Task prompt: In the data that follows, find the line containing "Give one point for each instance of the wide"; then quote that line and every line after it, exactly, through the last one.

** start Dataset entries **

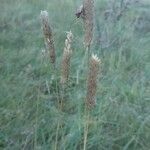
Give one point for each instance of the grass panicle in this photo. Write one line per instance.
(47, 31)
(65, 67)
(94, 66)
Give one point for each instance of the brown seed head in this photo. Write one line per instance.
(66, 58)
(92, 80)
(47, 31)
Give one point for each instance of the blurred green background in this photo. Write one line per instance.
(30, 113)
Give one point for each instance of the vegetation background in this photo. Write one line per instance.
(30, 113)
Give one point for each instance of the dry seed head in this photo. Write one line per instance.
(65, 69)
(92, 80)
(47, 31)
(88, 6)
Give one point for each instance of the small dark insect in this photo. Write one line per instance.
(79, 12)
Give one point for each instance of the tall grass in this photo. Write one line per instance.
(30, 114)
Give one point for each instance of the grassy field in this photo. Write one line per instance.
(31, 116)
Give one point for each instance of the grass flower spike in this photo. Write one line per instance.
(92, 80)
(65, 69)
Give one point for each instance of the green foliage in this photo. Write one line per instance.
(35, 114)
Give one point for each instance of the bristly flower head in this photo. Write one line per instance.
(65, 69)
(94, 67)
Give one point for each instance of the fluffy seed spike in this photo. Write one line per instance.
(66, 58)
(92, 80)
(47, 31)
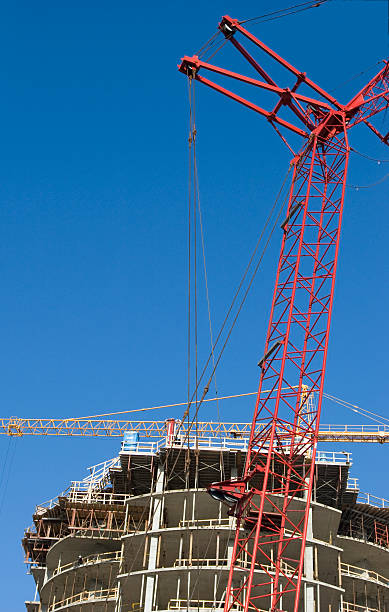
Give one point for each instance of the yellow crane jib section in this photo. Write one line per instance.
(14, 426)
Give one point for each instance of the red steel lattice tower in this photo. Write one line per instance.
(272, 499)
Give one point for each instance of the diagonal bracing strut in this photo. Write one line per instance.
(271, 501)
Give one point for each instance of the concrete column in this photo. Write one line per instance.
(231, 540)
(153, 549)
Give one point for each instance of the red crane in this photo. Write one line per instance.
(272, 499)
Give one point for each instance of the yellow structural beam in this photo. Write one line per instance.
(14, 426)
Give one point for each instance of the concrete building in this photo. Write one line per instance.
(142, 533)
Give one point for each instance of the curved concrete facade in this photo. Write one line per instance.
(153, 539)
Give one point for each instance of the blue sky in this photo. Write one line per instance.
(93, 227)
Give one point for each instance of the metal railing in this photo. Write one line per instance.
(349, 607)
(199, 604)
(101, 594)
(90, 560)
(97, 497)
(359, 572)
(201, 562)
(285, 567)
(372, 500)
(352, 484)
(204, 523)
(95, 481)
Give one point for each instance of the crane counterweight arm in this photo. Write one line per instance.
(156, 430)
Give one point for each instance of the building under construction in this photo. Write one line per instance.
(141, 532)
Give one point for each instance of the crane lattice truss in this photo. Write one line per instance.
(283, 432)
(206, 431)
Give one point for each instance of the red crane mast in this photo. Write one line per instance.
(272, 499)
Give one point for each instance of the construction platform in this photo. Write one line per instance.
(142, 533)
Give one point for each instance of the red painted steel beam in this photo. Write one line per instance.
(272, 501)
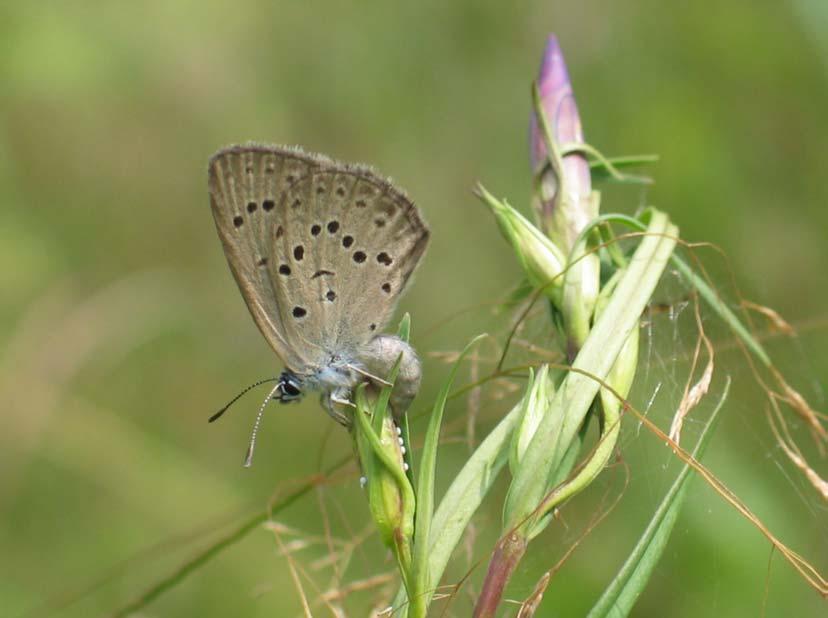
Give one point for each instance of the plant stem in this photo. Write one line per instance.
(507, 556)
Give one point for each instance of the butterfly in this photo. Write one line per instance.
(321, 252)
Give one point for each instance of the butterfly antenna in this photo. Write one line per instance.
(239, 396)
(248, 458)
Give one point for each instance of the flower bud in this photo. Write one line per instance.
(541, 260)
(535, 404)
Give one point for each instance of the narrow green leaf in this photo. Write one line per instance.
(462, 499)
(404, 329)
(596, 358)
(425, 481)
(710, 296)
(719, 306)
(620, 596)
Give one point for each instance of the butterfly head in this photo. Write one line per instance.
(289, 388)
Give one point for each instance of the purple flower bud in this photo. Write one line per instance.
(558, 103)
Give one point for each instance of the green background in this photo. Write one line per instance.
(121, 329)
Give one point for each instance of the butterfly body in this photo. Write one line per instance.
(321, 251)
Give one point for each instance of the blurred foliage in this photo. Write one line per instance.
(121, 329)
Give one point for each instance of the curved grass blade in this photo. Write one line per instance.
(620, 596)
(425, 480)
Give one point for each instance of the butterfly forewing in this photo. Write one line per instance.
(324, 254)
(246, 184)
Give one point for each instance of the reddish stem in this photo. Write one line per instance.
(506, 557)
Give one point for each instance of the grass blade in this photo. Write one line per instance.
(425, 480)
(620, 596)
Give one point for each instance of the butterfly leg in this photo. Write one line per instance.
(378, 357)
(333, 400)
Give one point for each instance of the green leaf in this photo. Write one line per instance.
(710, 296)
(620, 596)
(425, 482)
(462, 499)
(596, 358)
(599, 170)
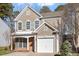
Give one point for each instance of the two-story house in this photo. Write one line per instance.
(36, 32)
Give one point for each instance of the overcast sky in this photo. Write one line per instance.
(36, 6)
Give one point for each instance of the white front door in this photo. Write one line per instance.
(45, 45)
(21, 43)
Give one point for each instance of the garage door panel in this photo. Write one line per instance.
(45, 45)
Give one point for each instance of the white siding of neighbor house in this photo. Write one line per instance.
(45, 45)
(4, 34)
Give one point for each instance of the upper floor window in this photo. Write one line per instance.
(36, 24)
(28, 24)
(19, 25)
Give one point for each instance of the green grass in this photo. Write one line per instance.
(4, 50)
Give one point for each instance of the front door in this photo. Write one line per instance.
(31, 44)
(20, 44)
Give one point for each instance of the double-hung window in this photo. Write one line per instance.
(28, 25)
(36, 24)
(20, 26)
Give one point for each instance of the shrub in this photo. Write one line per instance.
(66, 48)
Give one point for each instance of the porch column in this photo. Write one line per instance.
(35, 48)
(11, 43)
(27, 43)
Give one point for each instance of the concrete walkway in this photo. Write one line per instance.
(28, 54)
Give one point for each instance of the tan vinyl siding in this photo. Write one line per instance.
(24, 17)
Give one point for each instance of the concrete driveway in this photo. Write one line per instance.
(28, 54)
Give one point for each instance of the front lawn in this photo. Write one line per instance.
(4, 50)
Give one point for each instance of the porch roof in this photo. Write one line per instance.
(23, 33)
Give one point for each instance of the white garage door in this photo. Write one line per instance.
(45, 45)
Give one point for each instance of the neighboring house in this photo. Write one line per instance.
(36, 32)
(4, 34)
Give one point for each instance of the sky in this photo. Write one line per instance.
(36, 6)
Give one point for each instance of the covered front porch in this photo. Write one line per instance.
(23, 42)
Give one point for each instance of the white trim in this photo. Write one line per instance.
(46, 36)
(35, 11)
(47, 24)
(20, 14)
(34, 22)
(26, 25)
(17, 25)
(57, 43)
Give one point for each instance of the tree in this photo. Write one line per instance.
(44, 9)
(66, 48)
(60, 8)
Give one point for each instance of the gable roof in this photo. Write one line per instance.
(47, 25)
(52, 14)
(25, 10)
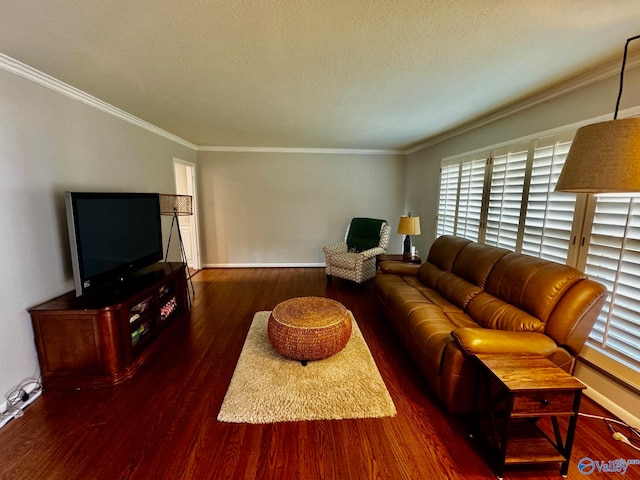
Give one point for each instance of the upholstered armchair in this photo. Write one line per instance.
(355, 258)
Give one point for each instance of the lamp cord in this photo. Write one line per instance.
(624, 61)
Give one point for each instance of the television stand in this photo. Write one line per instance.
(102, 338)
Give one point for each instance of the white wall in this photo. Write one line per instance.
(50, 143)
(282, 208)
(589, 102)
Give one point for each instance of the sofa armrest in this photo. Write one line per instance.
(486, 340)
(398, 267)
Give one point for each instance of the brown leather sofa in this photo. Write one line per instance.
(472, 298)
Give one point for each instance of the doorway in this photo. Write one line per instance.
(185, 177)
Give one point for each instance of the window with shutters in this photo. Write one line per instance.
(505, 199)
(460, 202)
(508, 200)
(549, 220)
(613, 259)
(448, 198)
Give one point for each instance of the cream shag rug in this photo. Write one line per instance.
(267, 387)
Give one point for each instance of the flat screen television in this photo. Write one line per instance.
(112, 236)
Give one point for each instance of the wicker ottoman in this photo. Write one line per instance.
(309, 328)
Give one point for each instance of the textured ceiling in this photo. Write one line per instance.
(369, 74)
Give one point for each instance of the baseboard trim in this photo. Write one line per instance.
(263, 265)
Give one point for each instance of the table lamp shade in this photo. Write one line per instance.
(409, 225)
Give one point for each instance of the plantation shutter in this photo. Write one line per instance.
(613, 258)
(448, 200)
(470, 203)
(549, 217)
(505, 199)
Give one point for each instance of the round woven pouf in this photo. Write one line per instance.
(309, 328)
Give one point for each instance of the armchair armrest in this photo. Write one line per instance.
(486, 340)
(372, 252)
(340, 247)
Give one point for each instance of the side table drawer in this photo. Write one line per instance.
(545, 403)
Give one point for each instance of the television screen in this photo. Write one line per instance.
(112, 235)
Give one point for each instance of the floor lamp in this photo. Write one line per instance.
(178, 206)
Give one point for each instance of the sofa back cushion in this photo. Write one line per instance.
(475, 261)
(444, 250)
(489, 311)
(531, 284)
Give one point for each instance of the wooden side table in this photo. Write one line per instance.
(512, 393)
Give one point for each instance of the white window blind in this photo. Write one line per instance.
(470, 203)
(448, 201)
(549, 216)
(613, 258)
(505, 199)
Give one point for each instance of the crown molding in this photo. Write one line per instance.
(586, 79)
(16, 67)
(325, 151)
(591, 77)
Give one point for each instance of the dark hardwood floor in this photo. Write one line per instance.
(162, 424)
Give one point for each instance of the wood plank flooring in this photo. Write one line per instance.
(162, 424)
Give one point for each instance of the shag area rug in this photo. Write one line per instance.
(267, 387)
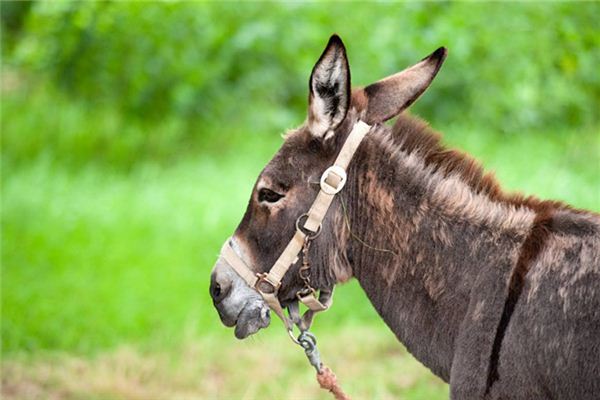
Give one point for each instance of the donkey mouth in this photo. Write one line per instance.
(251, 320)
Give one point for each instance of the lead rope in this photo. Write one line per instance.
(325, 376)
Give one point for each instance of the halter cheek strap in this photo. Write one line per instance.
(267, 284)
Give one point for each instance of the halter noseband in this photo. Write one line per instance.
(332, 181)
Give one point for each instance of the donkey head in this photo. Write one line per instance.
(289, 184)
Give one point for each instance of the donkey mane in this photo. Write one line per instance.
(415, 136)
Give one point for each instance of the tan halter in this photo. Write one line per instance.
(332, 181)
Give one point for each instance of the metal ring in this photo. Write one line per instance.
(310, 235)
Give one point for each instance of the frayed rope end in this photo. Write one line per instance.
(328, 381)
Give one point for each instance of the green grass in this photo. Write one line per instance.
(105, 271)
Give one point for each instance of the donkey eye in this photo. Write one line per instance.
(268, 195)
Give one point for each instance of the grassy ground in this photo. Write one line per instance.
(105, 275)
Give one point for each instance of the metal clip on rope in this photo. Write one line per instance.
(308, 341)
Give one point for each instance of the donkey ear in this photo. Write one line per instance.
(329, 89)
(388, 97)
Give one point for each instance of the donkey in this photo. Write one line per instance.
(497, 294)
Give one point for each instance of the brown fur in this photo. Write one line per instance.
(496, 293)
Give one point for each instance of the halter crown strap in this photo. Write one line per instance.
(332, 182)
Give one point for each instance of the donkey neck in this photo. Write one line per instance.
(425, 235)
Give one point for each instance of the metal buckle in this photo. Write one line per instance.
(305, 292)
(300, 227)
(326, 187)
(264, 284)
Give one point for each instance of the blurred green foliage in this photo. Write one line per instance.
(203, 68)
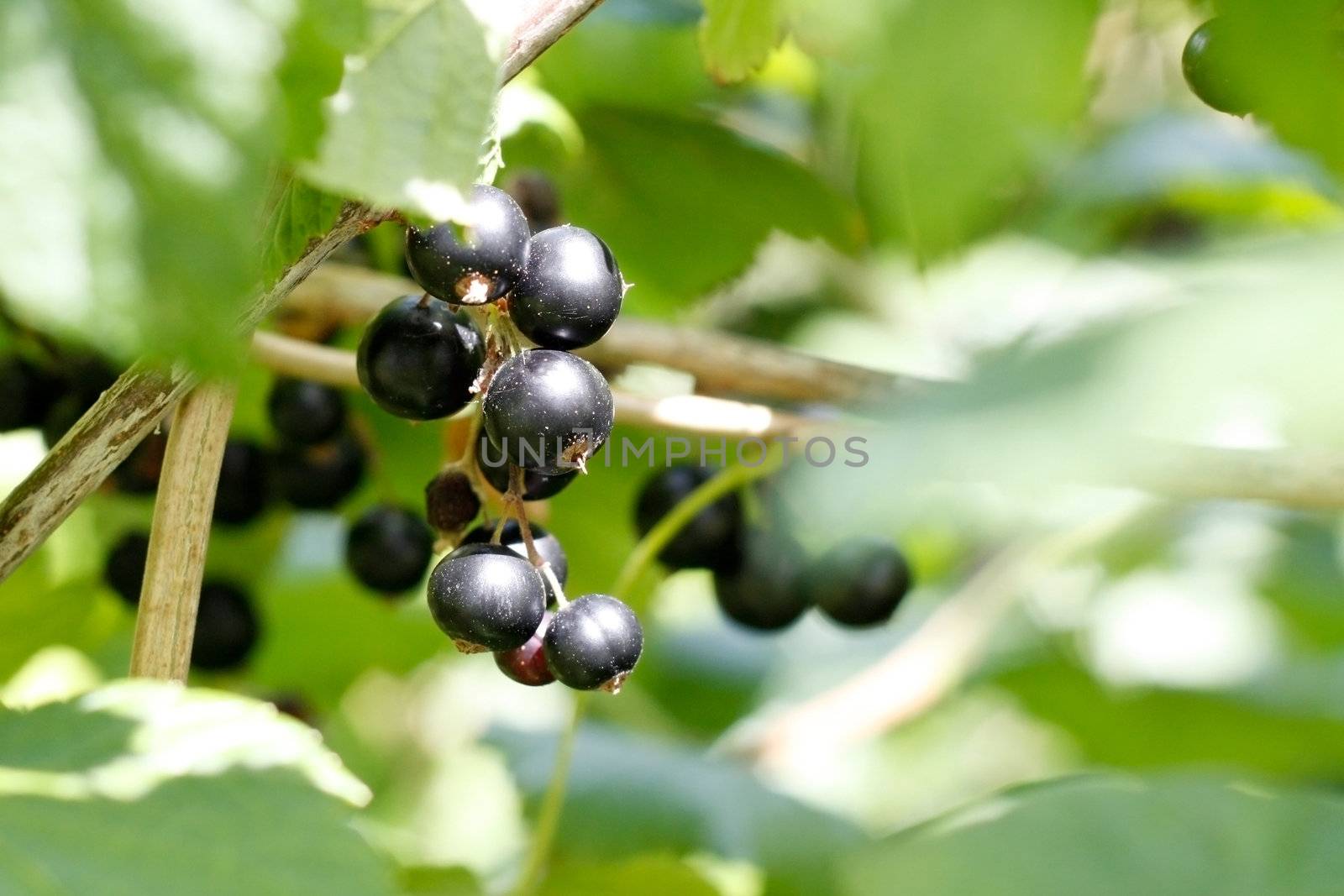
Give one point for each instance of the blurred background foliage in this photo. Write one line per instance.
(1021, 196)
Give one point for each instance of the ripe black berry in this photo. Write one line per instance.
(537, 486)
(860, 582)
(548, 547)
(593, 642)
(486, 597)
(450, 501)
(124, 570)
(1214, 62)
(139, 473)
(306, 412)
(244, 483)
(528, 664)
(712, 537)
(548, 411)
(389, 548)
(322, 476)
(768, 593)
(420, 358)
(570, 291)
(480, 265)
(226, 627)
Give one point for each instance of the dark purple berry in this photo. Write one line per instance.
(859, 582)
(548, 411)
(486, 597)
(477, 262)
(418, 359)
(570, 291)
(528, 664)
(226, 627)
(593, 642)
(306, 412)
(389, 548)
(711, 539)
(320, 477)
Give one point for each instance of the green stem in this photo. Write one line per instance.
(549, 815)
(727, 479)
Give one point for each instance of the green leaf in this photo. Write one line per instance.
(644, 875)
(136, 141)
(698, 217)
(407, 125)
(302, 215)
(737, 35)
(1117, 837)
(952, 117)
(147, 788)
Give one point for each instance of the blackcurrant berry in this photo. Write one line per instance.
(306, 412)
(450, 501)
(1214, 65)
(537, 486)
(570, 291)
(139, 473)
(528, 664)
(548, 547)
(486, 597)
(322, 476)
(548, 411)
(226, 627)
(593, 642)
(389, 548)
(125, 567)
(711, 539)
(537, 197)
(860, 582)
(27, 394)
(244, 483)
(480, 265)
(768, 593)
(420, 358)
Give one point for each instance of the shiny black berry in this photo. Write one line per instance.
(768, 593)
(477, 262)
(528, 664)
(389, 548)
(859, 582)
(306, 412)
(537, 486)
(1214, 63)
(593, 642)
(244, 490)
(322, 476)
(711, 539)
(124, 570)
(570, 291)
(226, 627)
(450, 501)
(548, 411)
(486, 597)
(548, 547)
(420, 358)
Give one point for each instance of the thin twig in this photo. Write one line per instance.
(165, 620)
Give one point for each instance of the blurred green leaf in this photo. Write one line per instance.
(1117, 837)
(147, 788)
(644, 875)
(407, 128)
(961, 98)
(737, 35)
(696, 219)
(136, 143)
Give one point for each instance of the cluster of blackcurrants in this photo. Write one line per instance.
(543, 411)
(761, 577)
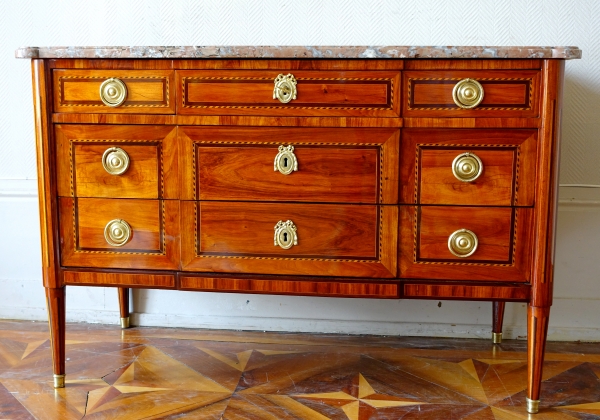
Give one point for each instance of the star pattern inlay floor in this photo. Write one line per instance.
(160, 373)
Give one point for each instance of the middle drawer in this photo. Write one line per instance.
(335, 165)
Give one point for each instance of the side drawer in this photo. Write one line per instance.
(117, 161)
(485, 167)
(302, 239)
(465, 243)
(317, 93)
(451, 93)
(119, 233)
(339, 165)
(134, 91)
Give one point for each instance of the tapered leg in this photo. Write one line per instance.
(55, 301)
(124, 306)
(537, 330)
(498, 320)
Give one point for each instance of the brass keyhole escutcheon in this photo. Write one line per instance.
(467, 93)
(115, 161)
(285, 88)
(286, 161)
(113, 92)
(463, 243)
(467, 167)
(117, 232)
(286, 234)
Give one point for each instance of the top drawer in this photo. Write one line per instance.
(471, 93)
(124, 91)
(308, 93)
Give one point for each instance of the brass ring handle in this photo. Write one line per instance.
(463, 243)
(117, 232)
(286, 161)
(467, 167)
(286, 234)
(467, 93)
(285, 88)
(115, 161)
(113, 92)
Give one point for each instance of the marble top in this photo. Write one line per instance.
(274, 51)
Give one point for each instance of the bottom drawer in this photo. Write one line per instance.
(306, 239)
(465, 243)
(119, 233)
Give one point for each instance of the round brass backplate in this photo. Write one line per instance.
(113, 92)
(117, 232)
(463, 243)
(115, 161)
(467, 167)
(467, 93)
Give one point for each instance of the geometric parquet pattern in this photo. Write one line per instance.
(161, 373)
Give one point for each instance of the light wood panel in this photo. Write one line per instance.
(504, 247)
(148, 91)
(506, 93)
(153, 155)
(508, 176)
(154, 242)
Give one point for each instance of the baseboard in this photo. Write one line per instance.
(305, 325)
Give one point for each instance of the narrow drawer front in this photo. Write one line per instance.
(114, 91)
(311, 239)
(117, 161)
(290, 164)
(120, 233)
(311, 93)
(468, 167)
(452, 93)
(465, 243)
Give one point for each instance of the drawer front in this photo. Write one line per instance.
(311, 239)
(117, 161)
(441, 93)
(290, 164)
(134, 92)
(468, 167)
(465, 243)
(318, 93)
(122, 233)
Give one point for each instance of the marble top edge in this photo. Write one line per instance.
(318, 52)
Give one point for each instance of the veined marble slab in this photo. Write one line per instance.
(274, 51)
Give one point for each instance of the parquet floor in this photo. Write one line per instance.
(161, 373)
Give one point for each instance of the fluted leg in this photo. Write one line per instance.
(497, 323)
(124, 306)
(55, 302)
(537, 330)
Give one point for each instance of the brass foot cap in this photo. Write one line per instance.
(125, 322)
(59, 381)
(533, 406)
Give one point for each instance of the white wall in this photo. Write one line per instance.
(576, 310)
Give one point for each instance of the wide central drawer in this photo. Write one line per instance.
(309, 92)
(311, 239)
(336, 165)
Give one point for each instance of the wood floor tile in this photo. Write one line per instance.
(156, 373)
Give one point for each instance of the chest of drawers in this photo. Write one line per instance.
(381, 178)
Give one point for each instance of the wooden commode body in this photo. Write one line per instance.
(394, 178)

** end Dataset entries **

Right answer:
Give one point for each instance of the wide central drawer in this photo. Write one line per instance.
(309, 92)
(311, 239)
(336, 165)
Give one point for each instance of the wood floor tile in this photo. Write one line per instance.
(156, 373)
Give one point for each instance of the chest of drawers in this photo. Write one line per instance.
(381, 178)
Give one point for each instance of the wooden commode body in this photo. Write one line per instance.
(394, 178)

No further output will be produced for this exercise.